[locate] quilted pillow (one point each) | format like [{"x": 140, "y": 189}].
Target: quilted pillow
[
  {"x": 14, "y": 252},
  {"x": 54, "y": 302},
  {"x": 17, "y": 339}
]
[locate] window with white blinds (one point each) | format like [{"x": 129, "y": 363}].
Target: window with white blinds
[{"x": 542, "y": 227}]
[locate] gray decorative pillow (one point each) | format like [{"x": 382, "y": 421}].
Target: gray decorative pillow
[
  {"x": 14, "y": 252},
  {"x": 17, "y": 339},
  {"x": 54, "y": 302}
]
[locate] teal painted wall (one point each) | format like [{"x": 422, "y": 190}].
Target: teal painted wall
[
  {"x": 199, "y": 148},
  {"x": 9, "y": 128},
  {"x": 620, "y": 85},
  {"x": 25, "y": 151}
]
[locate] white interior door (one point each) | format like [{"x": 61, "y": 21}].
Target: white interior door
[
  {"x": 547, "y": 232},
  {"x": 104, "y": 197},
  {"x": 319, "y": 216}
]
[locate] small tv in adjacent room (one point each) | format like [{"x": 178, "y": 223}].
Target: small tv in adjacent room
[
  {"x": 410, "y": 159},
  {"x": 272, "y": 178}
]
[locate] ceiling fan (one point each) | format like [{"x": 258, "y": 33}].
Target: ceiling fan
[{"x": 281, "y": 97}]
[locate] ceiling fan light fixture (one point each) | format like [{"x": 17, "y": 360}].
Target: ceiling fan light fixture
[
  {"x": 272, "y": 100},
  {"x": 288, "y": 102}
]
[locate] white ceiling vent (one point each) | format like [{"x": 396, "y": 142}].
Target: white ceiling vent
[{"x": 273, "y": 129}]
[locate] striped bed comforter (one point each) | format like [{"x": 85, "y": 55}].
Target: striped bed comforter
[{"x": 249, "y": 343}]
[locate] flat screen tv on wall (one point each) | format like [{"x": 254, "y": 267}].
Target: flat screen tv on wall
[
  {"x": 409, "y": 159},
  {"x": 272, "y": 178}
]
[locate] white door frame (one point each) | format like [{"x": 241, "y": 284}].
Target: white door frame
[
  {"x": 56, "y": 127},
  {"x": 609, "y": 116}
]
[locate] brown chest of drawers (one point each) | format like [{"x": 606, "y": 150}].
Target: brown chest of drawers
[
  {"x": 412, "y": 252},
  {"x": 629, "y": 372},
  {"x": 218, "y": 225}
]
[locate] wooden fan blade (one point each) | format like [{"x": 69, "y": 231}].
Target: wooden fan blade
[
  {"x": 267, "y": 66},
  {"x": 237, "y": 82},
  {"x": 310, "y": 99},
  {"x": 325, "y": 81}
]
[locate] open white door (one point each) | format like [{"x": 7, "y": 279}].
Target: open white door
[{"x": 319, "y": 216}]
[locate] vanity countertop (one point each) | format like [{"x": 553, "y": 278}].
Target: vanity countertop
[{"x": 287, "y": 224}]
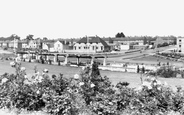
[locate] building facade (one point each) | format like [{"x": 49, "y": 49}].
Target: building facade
[
  {"x": 91, "y": 45},
  {"x": 180, "y": 44}
]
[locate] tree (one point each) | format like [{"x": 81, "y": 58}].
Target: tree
[{"x": 120, "y": 35}]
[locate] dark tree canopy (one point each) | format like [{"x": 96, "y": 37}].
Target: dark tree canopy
[{"x": 120, "y": 35}]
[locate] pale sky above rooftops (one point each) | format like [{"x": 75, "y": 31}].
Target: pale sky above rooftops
[{"x": 78, "y": 18}]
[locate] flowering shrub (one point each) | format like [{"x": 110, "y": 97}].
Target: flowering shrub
[{"x": 86, "y": 93}]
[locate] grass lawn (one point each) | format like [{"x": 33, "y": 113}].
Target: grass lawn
[{"x": 115, "y": 77}]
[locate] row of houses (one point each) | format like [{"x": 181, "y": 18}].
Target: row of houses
[{"x": 86, "y": 44}]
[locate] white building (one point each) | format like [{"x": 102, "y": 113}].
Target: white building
[
  {"x": 91, "y": 44},
  {"x": 58, "y": 46},
  {"x": 180, "y": 44}
]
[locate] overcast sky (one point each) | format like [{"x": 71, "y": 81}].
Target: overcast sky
[{"x": 78, "y": 18}]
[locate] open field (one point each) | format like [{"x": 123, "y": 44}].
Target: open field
[{"x": 115, "y": 77}]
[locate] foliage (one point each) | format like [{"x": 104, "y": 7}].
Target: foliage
[{"x": 88, "y": 93}]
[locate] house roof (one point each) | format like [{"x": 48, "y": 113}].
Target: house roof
[
  {"x": 50, "y": 45},
  {"x": 92, "y": 39}
]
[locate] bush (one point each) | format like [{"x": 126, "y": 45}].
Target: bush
[{"x": 87, "y": 93}]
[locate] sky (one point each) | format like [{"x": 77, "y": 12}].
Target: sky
[{"x": 78, "y": 18}]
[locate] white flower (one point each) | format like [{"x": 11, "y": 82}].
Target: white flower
[
  {"x": 92, "y": 85},
  {"x": 40, "y": 78},
  {"x": 154, "y": 83},
  {"x": 76, "y": 76},
  {"x": 83, "y": 68},
  {"x": 22, "y": 68},
  {"x": 165, "y": 83},
  {"x": 17, "y": 59},
  {"x": 38, "y": 92},
  {"x": 12, "y": 64},
  {"x": 4, "y": 80},
  {"x": 25, "y": 76},
  {"x": 159, "y": 88},
  {"x": 147, "y": 84},
  {"x": 81, "y": 83},
  {"x": 159, "y": 82},
  {"x": 139, "y": 88},
  {"x": 149, "y": 87},
  {"x": 153, "y": 79},
  {"x": 37, "y": 73}
]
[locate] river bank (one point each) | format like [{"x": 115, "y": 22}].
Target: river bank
[{"x": 115, "y": 77}]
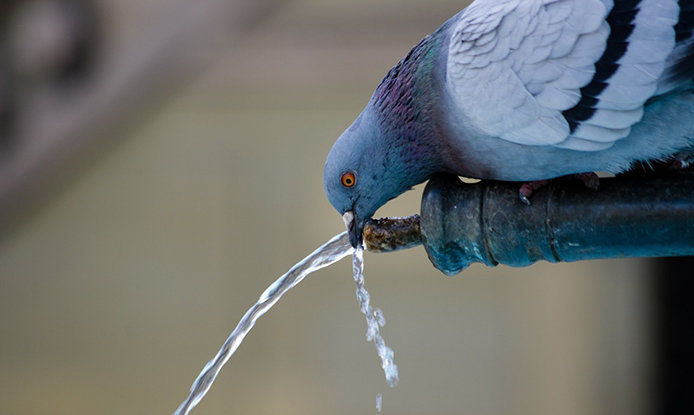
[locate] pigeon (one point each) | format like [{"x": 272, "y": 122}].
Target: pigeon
[{"x": 522, "y": 90}]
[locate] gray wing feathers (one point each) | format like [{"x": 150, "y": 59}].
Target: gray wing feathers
[{"x": 515, "y": 65}]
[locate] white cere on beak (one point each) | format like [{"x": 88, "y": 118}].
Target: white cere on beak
[{"x": 348, "y": 218}]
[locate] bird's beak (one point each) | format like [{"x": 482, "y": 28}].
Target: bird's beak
[{"x": 355, "y": 228}]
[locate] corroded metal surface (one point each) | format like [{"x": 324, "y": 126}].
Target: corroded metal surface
[
  {"x": 626, "y": 217},
  {"x": 392, "y": 234}
]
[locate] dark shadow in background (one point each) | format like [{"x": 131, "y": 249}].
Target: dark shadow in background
[{"x": 674, "y": 287}]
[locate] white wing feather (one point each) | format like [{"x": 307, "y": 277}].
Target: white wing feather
[{"x": 515, "y": 65}]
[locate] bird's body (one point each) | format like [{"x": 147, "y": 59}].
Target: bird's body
[{"x": 525, "y": 90}]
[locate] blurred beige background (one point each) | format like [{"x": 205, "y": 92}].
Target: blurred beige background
[{"x": 117, "y": 290}]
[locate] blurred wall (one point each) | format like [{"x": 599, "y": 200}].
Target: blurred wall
[{"x": 117, "y": 290}]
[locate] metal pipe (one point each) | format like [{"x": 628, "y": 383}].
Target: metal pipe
[{"x": 485, "y": 222}]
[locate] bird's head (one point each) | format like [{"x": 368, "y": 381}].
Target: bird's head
[{"x": 362, "y": 172}]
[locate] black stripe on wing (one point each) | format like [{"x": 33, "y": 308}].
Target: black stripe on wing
[
  {"x": 683, "y": 70},
  {"x": 621, "y": 21}
]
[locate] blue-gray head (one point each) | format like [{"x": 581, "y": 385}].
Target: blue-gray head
[
  {"x": 366, "y": 167},
  {"x": 388, "y": 148}
]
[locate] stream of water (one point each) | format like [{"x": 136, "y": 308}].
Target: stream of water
[{"x": 332, "y": 251}]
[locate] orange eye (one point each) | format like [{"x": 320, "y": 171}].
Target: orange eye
[{"x": 348, "y": 179}]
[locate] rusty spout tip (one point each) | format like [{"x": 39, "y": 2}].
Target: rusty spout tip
:::
GOAL OF THE EXERCISE
After locating the line with "[locate] overcast sky" above, return that line and every later line through the one with "[locate] foliage (one", word for word and with nothing else.

EXERCISE RESPONSE
[locate] overcast sky (one point each) | format like [{"x": 71, "y": 81}].
Target: overcast sky
[{"x": 78, "y": 18}]
[locate] open field (one point each) | format like [{"x": 123, "y": 44}].
Target: open field
[{"x": 115, "y": 77}]
[locate] foliage (one point each) | format like [{"x": 104, "y": 7}].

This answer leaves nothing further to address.